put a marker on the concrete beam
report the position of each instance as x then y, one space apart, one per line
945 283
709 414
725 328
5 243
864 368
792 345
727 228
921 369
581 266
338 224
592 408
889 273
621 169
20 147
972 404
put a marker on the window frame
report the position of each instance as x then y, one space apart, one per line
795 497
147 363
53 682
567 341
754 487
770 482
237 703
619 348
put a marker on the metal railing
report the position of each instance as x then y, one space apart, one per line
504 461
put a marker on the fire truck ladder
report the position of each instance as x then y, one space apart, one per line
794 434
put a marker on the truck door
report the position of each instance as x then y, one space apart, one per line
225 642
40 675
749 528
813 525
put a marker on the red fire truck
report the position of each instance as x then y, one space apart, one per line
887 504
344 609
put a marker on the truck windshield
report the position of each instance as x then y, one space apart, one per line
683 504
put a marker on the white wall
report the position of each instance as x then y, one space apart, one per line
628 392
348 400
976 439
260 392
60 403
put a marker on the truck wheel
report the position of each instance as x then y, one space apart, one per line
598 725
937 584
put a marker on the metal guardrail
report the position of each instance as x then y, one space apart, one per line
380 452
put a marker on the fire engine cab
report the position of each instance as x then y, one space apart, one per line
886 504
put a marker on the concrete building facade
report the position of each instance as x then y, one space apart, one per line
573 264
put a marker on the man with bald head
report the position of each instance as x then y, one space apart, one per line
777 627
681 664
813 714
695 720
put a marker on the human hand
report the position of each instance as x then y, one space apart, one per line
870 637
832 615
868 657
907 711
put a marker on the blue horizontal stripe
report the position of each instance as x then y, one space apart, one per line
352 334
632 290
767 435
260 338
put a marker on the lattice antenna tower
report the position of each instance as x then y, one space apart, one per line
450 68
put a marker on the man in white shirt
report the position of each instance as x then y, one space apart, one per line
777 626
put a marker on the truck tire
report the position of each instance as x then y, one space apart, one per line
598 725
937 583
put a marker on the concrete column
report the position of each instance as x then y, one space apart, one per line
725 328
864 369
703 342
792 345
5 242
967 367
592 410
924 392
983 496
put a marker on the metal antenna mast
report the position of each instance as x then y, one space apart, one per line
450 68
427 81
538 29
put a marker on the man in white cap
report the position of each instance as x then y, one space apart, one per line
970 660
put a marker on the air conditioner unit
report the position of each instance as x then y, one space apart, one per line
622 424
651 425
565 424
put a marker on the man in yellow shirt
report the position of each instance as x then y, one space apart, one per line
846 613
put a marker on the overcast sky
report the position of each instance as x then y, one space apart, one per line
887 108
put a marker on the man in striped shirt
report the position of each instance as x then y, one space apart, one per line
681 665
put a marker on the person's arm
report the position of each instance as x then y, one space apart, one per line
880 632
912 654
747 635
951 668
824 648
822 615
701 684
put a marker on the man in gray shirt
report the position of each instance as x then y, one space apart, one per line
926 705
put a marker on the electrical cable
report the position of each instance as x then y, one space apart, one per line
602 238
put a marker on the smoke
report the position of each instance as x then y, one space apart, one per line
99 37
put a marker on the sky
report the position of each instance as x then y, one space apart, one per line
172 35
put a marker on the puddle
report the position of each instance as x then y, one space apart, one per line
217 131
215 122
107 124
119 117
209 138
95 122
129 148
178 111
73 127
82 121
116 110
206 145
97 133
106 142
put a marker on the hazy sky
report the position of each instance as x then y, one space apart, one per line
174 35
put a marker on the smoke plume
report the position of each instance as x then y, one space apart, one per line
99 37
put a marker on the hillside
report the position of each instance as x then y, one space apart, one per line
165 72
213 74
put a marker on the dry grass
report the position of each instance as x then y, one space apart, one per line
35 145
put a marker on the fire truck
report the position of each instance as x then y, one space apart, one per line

────

_What to work on_. Put the lines above into a numbered list, leaving out any blank lines.

_The result_.
1. put a marker on the concrete beam
2. report the position of each instance as x then y, one space apart, one per line
3. 945 283
4. 709 414
5. 725 328
6. 5 243
7. 864 368
8. 792 345
9. 727 228
10. 921 369
11. 581 266
12. 338 224
13. 592 408
14. 889 273
15. 621 169
16. 20 147
17. 972 404
18. put a marker on the window frame
19. report the position of each instance as x then y, one space apart, one per line
20. 795 497
21. 147 363
22. 53 682
23. 567 341
24. 754 487
25. 770 482
26. 237 703
27. 619 348
28. put a marker on the metal railing
29. report the position of each instance as x then y, one space apart, one per line
30. 504 461
31. put a marker on the fire truck ladder
32. report the position of each instance as x then y, one space apart, one per line
33. 794 434
34. put a marker on the truck door
35. report the position of each instance as x then y, one space apart, one per line
36. 225 642
37. 40 675
38. 749 528
39. 813 525
40. put a marker on the red fire truck
41. report the position of each instance as x then y, one space apart, one per line
42. 887 504
43. 344 609
44. put a marker on the truck windshield
45. report the position of each instance as x then y, one space apart, one per line
46. 683 504
47. put a marker on the white wall
48. report the position of each instance as x then y, one space apart, one per line
49. 628 392
50. 348 400
51. 976 439
52. 260 392
53. 60 403
54. put a marker on the truck wheel
55. report the position of each instance as x then y, one space apart, one per line
56. 598 725
57. 937 584
58. put a marker on the metal guardrail
59. report the position of each instance as x then y, one space apart, one per line
60. 380 452
61. put a marker on the fire engine cab
62. report the position of each instance as x then y, one space apart, one per line
63. 886 504
64. put a marker on the concrete building facade
65. report the position of each instance as x then y, one space apart, one per line
66. 573 264
67. put a marker on the man with bald head
68. report the position of each instance as x then y, one space apart, one per line
69. 777 627
70. 681 664
71. 813 714
72. 695 720
73. put a marker on the human hand
74. report the position of each instance as x then y, one space apart, one per line
75. 870 637
76. 832 615
77. 868 657
78. 907 711
79. put a marker on the blue horizontal stripe
80. report the position of each instance as x then y, one space apart, one per line
81. 352 334
82. 632 290
83. 767 435
84. 260 338
85. put a marker on the lattice antenna tower
86. report the position of each instance as x then y, one space apart, one per line
87. 450 68
88. put a marker on the man in white shirt
89. report the position of each instance as x then y, one space apart, one per line
90. 777 626
91. put a marker on the truck tire
92. report the position of each instance as x then y, one space apart, one per line
93. 598 725
94. 937 583
95. put a marker on the concrete column
96. report the position of each instance as x then y, one space apart, one per line
97. 725 328
98. 864 369
99. 703 342
100. 792 345
101. 5 242
102. 967 367
103. 592 410
104. 924 392
105. 983 496
106. put a marker on the metal antenna mast
107. report the position of each instance as x then y, one space apart, one per line
108. 450 68
109. 427 81
110. 538 29
111. put a marker on the man in white cap
112. report the position of each instance as x then y, one space apart, one per line
113. 970 660
114. put a marker on the air conditioner unit
115. report the position of each instance as x then y, one space apart, one per line
116. 622 424
117. 651 425
118. 565 424
119. put a marker on the man in yellow shirt
120. report the position of each instance as x then y, one space apart, one per line
121. 846 613
122. put a marker on the overcast sky
123. report the position of each instance as x then y, one space apart, one per line
124. 887 108
125. put a marker on the man in striped shirt
126. report the position of each instance as x then y, one space apart, one per line
127. 681 665
128. put a marker on the person's arm
129. report the position of each instance as x then y, one space apart, one per line
130. 880 632
131. 912 654
132. 747 635
133. 951 668
134. 824 648
135. 822 615
136. 701 684
137. put a marker on the man in gray shirt
138. report the position of each instance as x then y, one space apart, one per line
139. 926 705
140. put a marker on the electrical cable
141. report the position of each instance as x then y, one space apart, one per line
142. 602 238
143. put a marker on the smoke
144. report the position of each instance as x then y, one space apart, one per line
145. 99 37
146. put a marker on the sky
147. report the position of each instance as x then y, one space apart, one per line
148. 172 35
149. put a marker on the puddle
150. report the position of each instance as x then y, one space apart, one per line
151. 217 131
152. 215 122
153. 107 124
154. 119 117
155. 209 138
156. 95 122
157. 129 148
158. 178 111
159. 73 127
160. 82 121
161. 116 110
162. 206 145
163. 97 133
164. 106 142
165. put a marker on the hazy sky
166. report the position of each instance as x then y, one space apart, one per line
167. 174 35
168. put a marker on the smoke plume
169. report the position of each instance as x then y, one space apart, one per line
170. 99 37
171. put a marker on the hillside
172. report the position of each instance as x then y, one space apart, one per line
173. 165 72
174. 213 74
175. put a marker on the dry grass
176. report the position of each instance as x then y, one space apart, one per line
177. 35 145
178. put a marker on the fire truck
179. report the position of each instance as x then y, one space apart, one per line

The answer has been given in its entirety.